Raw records
* * * * *
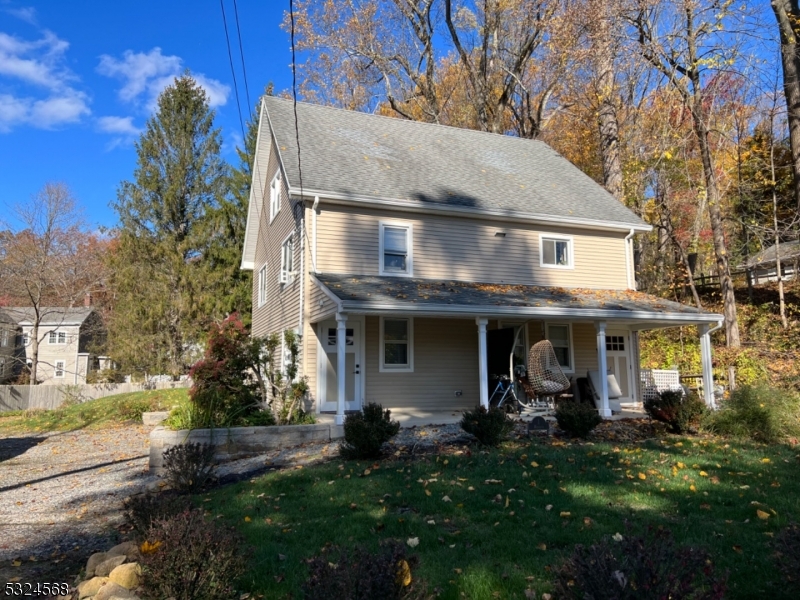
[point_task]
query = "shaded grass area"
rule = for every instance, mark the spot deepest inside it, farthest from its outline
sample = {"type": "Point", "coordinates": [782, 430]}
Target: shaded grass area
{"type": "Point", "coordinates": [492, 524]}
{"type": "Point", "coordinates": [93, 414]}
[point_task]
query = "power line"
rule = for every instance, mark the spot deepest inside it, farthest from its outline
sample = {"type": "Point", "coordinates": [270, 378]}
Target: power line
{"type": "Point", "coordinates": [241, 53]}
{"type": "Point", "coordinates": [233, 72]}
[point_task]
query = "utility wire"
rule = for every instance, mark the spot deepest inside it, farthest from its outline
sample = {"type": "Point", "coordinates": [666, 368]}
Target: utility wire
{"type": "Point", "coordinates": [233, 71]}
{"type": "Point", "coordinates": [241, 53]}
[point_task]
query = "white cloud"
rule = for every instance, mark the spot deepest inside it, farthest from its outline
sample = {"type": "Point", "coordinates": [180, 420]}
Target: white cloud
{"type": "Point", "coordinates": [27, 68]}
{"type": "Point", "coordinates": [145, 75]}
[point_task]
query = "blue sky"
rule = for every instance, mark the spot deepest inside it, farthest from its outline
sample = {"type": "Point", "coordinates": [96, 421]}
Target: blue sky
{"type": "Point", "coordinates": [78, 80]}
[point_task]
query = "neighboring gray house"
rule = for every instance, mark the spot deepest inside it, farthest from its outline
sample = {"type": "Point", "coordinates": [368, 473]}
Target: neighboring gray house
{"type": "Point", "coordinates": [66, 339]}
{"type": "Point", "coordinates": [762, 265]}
* * * * *
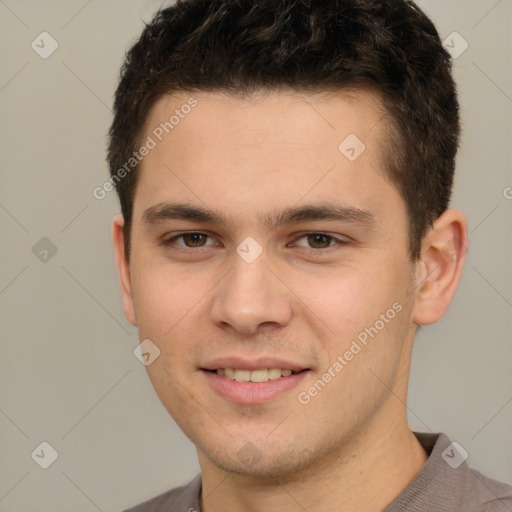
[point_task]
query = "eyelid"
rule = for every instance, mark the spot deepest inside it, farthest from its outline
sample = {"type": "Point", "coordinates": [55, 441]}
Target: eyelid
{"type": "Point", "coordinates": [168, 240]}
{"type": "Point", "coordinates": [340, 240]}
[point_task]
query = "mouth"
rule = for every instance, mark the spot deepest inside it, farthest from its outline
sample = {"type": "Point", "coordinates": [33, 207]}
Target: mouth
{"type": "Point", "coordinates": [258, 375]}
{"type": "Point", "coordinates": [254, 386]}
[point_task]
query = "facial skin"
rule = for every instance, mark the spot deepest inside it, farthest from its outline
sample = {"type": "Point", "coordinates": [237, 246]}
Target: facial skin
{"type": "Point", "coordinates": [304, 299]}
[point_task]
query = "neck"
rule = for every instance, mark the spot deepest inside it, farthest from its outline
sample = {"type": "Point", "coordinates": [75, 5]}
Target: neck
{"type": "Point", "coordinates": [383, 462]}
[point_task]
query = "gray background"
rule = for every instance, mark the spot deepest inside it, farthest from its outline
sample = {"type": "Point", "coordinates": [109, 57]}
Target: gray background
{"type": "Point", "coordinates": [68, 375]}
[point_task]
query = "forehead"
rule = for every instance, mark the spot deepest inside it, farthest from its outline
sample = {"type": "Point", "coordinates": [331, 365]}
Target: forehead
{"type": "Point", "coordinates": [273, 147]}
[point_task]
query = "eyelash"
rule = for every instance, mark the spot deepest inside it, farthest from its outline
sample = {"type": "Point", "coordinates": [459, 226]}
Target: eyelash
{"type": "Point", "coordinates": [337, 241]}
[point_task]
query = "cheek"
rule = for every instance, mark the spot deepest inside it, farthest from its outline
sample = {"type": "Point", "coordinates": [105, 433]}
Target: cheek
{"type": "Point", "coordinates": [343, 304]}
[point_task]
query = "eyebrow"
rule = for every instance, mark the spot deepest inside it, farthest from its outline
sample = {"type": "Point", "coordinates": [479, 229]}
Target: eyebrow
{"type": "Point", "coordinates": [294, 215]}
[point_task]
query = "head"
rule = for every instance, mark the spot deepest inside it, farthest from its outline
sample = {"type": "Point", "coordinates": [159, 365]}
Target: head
* * * * *
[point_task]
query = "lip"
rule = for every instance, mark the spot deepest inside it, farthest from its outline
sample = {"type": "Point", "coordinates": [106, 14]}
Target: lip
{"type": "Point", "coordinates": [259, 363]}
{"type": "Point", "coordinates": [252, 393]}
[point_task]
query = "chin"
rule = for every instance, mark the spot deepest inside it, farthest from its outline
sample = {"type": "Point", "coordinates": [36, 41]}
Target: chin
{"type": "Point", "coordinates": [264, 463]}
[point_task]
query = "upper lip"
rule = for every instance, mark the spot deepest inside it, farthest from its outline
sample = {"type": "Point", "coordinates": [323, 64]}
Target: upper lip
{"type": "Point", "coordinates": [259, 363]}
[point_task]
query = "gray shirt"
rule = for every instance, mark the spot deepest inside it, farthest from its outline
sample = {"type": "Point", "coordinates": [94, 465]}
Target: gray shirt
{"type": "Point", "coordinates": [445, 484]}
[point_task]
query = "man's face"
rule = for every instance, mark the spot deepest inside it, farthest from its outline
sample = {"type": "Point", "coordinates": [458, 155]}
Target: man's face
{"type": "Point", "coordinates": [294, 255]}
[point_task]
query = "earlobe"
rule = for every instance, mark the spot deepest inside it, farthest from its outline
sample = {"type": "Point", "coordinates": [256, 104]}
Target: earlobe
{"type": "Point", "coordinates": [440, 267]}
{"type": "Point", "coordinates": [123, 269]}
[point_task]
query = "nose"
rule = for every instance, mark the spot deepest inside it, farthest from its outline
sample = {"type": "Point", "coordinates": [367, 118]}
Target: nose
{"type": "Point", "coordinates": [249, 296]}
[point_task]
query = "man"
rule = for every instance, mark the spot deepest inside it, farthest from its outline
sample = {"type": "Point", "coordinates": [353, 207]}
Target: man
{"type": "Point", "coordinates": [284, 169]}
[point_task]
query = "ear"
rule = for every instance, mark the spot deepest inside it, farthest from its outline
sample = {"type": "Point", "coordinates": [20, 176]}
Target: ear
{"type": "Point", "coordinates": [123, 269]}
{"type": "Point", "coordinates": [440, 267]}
* * * * *
- **What you have to do**: List every line in the raw records above that contains the string "facial". Reproduce each such line in full.

- **Result of this exercise**:
query = "facial skin"
Target: facial skin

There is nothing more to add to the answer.